* Start Input material *

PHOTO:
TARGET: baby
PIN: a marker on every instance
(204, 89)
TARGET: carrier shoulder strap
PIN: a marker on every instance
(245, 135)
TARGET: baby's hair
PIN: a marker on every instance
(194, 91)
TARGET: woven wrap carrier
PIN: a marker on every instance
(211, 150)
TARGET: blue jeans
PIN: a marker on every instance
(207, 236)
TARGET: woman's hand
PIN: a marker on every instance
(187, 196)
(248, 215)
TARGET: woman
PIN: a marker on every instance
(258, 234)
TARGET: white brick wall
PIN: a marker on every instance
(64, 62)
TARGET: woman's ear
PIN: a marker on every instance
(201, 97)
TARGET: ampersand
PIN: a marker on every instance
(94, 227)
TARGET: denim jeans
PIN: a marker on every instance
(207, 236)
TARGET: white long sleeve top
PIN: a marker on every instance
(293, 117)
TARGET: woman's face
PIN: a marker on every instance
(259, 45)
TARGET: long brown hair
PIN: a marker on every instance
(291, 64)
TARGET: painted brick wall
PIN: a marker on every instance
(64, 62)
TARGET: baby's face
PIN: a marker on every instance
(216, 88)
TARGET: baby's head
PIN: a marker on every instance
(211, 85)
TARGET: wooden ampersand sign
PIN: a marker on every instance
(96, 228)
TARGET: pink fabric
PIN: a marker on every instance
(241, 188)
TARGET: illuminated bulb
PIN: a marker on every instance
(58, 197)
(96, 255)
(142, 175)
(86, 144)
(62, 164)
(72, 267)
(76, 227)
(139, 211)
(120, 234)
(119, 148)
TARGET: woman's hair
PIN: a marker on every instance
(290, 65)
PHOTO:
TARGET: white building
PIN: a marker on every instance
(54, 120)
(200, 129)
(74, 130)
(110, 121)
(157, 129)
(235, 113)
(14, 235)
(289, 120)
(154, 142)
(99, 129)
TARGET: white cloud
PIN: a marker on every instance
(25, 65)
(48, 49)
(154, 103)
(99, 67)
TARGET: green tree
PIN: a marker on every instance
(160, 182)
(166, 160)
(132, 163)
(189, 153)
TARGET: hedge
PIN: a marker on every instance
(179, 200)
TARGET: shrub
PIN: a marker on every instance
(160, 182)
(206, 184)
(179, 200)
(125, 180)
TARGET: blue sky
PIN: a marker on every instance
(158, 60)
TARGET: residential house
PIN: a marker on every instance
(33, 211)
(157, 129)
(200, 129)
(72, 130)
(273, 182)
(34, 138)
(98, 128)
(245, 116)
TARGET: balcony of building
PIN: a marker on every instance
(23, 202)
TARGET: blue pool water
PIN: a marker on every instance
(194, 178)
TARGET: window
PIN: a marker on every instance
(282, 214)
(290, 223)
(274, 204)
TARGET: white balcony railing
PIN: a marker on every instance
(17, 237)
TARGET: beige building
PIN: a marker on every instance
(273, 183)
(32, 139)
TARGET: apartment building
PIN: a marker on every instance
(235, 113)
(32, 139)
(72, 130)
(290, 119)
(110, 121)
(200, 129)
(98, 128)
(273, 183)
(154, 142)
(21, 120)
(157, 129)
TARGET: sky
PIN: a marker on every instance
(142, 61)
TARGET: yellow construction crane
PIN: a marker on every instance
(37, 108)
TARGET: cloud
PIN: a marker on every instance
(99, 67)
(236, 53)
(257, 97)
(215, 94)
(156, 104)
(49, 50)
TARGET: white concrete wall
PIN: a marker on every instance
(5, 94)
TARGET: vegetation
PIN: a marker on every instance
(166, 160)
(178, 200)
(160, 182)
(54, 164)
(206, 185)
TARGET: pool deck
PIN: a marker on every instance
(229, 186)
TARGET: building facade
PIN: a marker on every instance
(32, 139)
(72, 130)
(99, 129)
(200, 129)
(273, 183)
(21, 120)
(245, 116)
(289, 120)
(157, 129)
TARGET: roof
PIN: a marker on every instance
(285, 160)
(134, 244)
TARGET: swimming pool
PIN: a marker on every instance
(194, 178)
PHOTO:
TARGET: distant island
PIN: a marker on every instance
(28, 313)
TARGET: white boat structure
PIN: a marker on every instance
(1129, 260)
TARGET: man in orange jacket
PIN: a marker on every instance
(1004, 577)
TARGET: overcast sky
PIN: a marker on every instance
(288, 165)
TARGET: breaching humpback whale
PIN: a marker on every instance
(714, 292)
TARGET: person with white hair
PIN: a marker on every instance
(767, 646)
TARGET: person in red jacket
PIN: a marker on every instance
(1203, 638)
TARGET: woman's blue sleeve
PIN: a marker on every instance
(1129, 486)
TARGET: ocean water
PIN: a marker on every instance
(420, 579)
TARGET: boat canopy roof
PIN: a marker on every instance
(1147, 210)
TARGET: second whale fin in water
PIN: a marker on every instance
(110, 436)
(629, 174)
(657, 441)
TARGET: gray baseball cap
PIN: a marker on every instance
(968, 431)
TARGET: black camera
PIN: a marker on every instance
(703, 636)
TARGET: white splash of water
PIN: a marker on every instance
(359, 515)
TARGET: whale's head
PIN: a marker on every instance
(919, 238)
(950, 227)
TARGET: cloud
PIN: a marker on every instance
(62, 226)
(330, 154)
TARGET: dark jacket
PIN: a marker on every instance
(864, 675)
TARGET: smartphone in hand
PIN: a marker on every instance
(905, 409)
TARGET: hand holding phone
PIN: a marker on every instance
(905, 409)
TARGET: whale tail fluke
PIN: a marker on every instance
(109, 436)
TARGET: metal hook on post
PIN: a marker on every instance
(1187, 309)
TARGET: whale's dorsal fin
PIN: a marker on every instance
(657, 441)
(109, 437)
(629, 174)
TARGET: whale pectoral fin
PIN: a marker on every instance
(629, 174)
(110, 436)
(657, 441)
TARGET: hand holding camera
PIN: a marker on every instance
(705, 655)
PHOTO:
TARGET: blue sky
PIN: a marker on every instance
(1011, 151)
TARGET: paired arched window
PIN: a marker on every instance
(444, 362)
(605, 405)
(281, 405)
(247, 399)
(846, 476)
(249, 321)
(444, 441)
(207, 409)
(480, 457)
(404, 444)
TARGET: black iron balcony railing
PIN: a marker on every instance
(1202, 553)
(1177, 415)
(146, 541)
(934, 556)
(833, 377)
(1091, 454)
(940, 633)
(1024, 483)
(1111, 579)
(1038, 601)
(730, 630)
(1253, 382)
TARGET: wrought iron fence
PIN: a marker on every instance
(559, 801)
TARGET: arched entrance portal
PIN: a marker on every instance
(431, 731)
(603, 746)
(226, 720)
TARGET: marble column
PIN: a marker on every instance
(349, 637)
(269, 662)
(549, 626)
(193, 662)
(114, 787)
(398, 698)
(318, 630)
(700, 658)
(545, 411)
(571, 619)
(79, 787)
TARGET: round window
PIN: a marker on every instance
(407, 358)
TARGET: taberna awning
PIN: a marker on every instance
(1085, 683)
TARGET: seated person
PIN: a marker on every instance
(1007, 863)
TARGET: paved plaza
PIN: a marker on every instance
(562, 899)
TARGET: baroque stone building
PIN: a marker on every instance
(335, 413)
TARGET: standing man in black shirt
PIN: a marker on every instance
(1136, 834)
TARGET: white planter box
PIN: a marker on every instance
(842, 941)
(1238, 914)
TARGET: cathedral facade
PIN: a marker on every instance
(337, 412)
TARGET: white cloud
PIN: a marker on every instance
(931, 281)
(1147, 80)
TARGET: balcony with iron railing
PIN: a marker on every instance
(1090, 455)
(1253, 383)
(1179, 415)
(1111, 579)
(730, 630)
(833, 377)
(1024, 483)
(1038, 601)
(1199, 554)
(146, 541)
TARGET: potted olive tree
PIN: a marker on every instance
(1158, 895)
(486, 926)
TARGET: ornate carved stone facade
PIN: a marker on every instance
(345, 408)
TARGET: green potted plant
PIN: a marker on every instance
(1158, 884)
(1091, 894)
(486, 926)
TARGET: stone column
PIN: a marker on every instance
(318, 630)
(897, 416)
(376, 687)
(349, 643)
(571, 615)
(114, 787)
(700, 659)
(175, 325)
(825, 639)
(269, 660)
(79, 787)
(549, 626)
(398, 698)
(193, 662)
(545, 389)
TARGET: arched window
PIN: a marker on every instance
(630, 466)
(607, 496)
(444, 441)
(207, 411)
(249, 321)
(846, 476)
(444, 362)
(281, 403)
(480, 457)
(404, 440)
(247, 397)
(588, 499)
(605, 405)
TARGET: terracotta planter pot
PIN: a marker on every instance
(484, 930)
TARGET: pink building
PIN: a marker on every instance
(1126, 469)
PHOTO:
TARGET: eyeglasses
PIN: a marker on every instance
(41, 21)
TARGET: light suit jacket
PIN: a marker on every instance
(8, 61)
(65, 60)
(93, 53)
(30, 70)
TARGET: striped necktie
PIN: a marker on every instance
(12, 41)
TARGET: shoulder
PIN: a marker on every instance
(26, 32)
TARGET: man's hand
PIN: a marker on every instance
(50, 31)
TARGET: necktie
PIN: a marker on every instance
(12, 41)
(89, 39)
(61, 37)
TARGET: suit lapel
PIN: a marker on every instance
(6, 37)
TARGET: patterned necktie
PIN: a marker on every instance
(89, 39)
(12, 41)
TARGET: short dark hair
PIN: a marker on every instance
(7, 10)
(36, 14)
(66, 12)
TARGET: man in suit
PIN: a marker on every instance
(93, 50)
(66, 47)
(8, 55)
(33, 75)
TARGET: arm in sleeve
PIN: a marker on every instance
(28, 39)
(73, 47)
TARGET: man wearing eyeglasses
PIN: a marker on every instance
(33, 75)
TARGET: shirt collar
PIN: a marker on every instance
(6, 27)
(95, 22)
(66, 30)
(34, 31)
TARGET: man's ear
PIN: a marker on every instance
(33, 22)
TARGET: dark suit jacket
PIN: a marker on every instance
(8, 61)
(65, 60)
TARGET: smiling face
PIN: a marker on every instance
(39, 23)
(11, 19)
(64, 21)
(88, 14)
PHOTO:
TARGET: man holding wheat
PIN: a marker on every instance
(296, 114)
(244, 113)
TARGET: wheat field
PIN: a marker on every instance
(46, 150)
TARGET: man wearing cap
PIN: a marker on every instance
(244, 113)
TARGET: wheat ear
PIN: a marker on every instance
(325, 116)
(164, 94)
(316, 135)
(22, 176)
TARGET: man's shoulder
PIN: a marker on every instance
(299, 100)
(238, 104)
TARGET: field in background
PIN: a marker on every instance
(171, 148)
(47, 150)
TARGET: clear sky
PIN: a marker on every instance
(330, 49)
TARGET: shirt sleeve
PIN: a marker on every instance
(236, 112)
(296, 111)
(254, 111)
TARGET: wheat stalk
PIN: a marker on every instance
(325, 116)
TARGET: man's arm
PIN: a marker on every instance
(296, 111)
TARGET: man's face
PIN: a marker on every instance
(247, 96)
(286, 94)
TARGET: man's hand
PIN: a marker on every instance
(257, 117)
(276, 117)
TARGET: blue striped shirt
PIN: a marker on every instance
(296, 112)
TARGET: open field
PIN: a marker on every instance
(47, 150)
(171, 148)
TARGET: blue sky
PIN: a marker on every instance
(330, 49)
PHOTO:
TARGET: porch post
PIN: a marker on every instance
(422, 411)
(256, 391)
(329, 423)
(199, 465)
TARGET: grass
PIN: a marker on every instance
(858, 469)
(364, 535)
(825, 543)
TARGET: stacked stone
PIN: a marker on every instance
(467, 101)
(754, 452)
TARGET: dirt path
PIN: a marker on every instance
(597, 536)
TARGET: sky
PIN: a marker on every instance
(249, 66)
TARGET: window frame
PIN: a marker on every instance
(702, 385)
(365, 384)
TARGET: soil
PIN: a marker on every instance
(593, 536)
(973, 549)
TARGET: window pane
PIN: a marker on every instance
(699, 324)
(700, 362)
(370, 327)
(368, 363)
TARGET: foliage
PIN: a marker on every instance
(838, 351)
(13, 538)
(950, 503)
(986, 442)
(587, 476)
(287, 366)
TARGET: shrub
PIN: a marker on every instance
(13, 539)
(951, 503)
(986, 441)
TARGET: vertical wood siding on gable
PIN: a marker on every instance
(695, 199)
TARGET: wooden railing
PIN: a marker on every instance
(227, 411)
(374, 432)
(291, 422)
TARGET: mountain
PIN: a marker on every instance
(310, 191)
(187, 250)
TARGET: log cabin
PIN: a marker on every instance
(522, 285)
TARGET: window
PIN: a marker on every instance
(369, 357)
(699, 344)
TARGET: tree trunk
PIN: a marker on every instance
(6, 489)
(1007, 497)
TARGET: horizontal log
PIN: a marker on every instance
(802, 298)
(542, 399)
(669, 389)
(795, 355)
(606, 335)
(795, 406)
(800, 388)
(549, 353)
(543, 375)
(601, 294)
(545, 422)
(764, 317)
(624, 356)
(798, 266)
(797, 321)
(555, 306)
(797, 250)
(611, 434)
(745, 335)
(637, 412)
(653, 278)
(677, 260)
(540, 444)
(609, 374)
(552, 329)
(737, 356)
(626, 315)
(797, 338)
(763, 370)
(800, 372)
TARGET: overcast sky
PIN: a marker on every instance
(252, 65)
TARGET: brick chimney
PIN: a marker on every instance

* End Input material *

Written instruction:
Every line from the one holding "TARGET: foliage" through the final line of the listing must be echoed exactly; leave out all other lines.

Solution below:
TARGET: foliage
PIN: a marker on every instance
(838, 351)
(13, 538)
(950, 503)
(986, 442)
(587, 476)
(287, 366)
TARGET: shrub
PIN: a marker on every instance
(13, 539)
(951, 503)
(986, 441)
TARGET: vertical wood siding on gable
PIN: a marker on every instance
(695, 199)
TARGET: wooden railing
PIN: a marker on every instance
(227, 411)
(374, 432)
(291, 422)
TARGET: mountain
PIN: a marker on every instance
(310, 191)
(187, 250)
TARGET: log cabin
PIN: a marker on every instance
(522, 285)
TARGET: window
PIN: a marker on every instance
(369, 357)
(699, 344)
TARGET: tree trunk
PIN: a marker on every instance
(6, 489)
(1007, 497)
TARGET: horizontal log
PIN: a marker on every instance
(802, 298)
(542, 399)
(669, 389)
(795, 355)
(606, 335)
(795, 406)
(800, 388)
(549, 353)
(543, 375)
(601, 294)
(545, 422)
(764, 317)
(624, 356)
(798, 266)
(797, 321)
(555, 306)
(797, 250)
(611, 434)
(745, 335)
(637, 412)
(653, 278)
(677, 260)
(540, 444)
(609, 374)
(552, 329)
(737, 356)
(626, 315)
(797, 338)
(763, 370)
(800, 372)
TARGET: overcast sky
PIN: a marker on every instance
(252, 65)
TARGET: brick chimney
PIN: a marker on every instance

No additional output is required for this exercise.